_TASK REQUIREMENTS:_
1. In the solar factory article, rewrite the part that opens with the words containing "Chinese sustainable energy" and closes with "panels per year.", putting "GCL SI" in place of "GCL System Integration".
2. Summarize the solar factory article in two sentences.
3. Write the next part of the solar factory article, picking up after its last sentence.
*** Opening PAGE TEXT ***
Chinese sustainable energy company GCL System Integration is planning to build what would be the world’s largest solar PV module factory, capable of producing 60GW of solar panels each year.
Bloomberg News reported on March 29, citing “a filing to the Shenzhen stock exchange on March 27,” that GCL System Integration was planning to invest 18 billion yuan ($A4.1 billion) of its own funds and loans to construct a new solar panel manufacturing plant in the eastern Chinese Hefei province that will be able to produce 60GW of solar panels per year.
If plans proceed as announced, the new solar manufacturing plant means big plans ahead for China’s solar industry.
While it suffered dramatically from Government policy failures and uncertainty in 2019, China installed a still respectable 30GW of new solar capacity – following 52.83GW installed in 2017 and 44.3GW installed in 2018. As such, the planned solar plant would be able to supply to almost 51% of global solar installations, according to Bloomberg, and boost GCL System’s ability to produce solar panels from 7.2GW more than nine-fold.
In comparison, the world’s currently biggest solar panel manufacturer, JinkoSolar, has 16GW of manufacturing capacity.
GCL System will apparently spend 5 billion yuan ($A1.15 billion) on the first phase of the project which will result in 15GW of production capacity – more than tripling the company’s current production capacity. The project would then proceed along three subsequent phases with timing based on sales and utilisation of the facility.
*** Closing PAGE TEXT ***
*** Opening GIVEN ENTRIES ***
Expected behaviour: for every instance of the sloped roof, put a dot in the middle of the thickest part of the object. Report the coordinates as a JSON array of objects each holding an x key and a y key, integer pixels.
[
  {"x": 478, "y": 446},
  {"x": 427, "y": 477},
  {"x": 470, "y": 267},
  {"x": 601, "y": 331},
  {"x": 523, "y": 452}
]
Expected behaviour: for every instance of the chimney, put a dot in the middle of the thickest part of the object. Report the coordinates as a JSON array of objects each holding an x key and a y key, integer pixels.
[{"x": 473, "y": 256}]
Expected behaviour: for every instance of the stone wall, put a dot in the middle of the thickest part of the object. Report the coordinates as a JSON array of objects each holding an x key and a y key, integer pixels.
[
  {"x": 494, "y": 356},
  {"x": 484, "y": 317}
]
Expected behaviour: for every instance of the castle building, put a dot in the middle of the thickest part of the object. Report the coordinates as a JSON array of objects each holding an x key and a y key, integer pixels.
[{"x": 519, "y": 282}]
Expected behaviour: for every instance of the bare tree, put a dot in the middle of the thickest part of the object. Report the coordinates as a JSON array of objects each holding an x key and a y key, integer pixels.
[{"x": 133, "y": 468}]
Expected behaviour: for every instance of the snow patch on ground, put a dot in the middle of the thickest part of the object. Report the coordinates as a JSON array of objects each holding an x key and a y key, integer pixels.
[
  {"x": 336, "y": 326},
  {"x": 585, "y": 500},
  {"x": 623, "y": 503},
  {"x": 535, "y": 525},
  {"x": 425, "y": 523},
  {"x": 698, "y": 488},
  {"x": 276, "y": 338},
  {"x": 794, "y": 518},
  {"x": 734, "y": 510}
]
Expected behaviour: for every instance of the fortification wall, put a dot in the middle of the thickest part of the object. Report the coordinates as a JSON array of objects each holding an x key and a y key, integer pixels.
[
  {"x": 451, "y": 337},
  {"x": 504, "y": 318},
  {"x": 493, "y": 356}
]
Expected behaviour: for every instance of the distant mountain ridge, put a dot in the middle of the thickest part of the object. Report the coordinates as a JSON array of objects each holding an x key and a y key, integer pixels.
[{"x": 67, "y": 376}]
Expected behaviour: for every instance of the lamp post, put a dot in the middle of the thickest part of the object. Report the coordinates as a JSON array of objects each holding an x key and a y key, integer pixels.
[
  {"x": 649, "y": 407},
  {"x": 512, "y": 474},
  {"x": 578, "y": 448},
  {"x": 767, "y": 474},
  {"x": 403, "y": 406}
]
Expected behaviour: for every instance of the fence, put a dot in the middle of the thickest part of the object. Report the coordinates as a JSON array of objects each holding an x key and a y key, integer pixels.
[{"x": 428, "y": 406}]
*** Closing GIVEN ENTRIES ***
_ANSWER SECTION:_
1.
Chinese sustainable energy company GCL SI is planning to build what would be the world’s largest solar PV module factory, capable of producing 60GW of solar panels each year.
Bloomberg News reported on March 29, citing “a filing to the Shenzhen stock exchange on March 27,” that GCL SI was planning to invest 18 billion yuan ($A4.1 billion) of its own funds and loans to construct a new solar panel manufacturing plant in the eastern Chinese Hefei province that will be able to produce 60GW of solar panels per year.

2. GCL System Integration plans to invest 18 billion yuan in a new plant in Hefei that could produce 60GW of solar panels a year, which would make it the world's largest solar PV module factory. The first phase would cost 5 billion yuan and yield 15GW of production capacity, and three later phases would follow based on sales and utilization of the facility.

3.
According to Bloomberg, interpreting the Chinese-language filing, GCL System is looking to capitalise on opportunities emerging in China resulting from solar power costs falling to near that of coal power, as well as opportunities to meet demand for the new type of larger solar PV panels.
GCL System’s plan to so dramatically increase its production capacity is not unsurprising, and falls in line with a larger trend within the largest Chinese solar producers to increase production capacity – even in the face of the global coronavirus pandemic.
The expansions are part of a strategy, especially of larger companies, “to block rivals from adding new capacity,” said Robin Xiao, an analyst at CMB International Securities, as quoted by Bloomberg News in early March.
Many, if not most, of the expansion plans were obviously in place before the coronavirus outbreak, and the plans for China’s solar development are based on long-term expectations rather than short-term hits, such as that being suffered at the moment.
According to Bloomberg, thirteen Chinese firms are planning to add at least 40GW of annual capacity for the production of ingots, wafers, and cells, by the end of the year.